- Assignment: According to the Artemis III article below, who commands the Army's NASA Detachment at Johnson Space Center?

- Text:

The crew is expected to remain in space for about two weeks, with the exact mission length set in real time as launch and docking events unfold. The mission’s commercial lander partners are working through test articles in parallel, with Starship Flight 12 test results as one SpaceX data point. Two pieces of hardware that have not yet flown in crewed configuration will get their first tests on this flight: the docking system that connects Orion to the commercial landers, now being integrated at Kennedy, and Axiom Space’s next-generation extravehicular spacesuit, which NASA plans to put through its first operational checks in orbit during the mission.
An Army Pipeline Running Through Georgia
For readers tracking a local angle, the Georgia connection is Rubio’s residency. He completed his family medicine training at Martin Army Community Hospital on Fort Benning, the Army post now restored to its original name after a 2023 redesignation to Fort Moore and a March 2025 reversal ordered by Defense Secretary Pete Hegseth. His training there ran in the late 2000s, before either of those name changes. The Martin Army Community Hospital campus is where family-medicine residents from the Fort Benning area complete most of their clinical work. The Army named the post for Cpl. Fred G. Benning, a World War I infantryman, when the name was restored in 2025.
The connection runs deeper than one training rotation. The Army’s NASA Detachment at Johnson Space Center, the unit that has fed active-duty soldiers into the astronaut corps since 1978, now has Rubio as its most senior crewmember. The detachment also includes Col. Anne McClain, a veteran astronaut who serves as its commander, and Chief Warrant Officer 3 Joseph “Ben” Bailey, who in 2025 became the first Army warrant officer ever selected as an astronaut candidate. Rubio’s seat puts an active-duty soldier on an Artemis crew rotation for the first time, a setup that differs from the Georgia Tech alumni on the Artemis II crew who flew the previous mission.
Frequently Asked Questions
Who are the four Artemis III astronauts?
NASA on Tuesday named Randy Bresnik (commander), Luca Parmitano (pilot), Frank Rubio, and Andre Douglas as mission specialists, with Bob Hines as backup. Parmitano, who became the first Italian to command the space station during Expedition 61 in 2019, is the first European Space Agency astronaut assigned to any Artemis mission.
What will Artemis III do in orbit?
Artemis III will launch on the Space Launch System and meet a Blue Origin Blue Moon lander test article and a SpaceX Starship test article in low Earth orbit, spending about two days docked with the first and about a day with the second. The mission will mark the first crewed flight to demonstrate rendezvous and docking with two different commercial human landing systems in the same mission.
Why is Frank Rubio on this crew?
Rubio holds the American record for the longest single spaceflight at 371 days, set on the International Space Station between September 2022 and September 2023. He is part of NASA’s 2017 astronaut candidate class and the only Artemis III crewmember with a year-plus spaceflight behind him, putting the most flight time of any astronaut on the crew.
When does Artemis III launch?
NASA has Artemis III targeted for 2027. The agency said in Tuesday’s release that the mission is currently scheduled for mid-2027, with rocket processing already underway at Kennedy Space Center and engine installation onto the core stage planned for this summer.
How does Artemis III fit into the Moon program?
Artemis III is the second crewed flight of the Artemis program, following the Artemis II mission that completed a crewed lunar flyby in April 2026. The mission’s docking demonstrations will be the first time a crewed spacecraft has met two different commercial lunar lander test articles in a single flight, a key test for the planned 2028 South Pole landing by Artemis IV.

- Listed entries:
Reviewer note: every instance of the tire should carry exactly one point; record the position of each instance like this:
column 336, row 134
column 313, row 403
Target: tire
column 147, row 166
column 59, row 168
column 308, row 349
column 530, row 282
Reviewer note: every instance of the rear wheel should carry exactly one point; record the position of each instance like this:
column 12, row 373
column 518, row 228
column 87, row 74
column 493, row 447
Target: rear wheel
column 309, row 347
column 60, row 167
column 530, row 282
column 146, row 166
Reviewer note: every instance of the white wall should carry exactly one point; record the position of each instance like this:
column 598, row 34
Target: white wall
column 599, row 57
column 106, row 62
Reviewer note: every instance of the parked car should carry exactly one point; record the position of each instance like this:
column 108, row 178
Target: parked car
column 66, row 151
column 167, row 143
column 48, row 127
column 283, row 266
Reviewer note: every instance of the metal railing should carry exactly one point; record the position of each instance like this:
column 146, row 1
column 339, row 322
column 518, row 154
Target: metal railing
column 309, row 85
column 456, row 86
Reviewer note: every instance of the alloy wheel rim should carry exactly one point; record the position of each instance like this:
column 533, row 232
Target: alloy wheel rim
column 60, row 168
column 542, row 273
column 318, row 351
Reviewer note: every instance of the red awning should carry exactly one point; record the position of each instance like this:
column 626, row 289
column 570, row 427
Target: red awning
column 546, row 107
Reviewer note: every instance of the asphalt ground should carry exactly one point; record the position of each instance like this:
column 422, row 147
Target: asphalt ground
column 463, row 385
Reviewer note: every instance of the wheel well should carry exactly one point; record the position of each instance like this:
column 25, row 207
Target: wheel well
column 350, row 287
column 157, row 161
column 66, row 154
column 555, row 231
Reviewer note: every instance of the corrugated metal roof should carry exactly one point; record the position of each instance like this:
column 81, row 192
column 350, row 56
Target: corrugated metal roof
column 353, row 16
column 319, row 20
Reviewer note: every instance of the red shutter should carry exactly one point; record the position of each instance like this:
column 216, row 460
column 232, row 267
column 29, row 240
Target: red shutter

- Answer space: Col. Anne McClain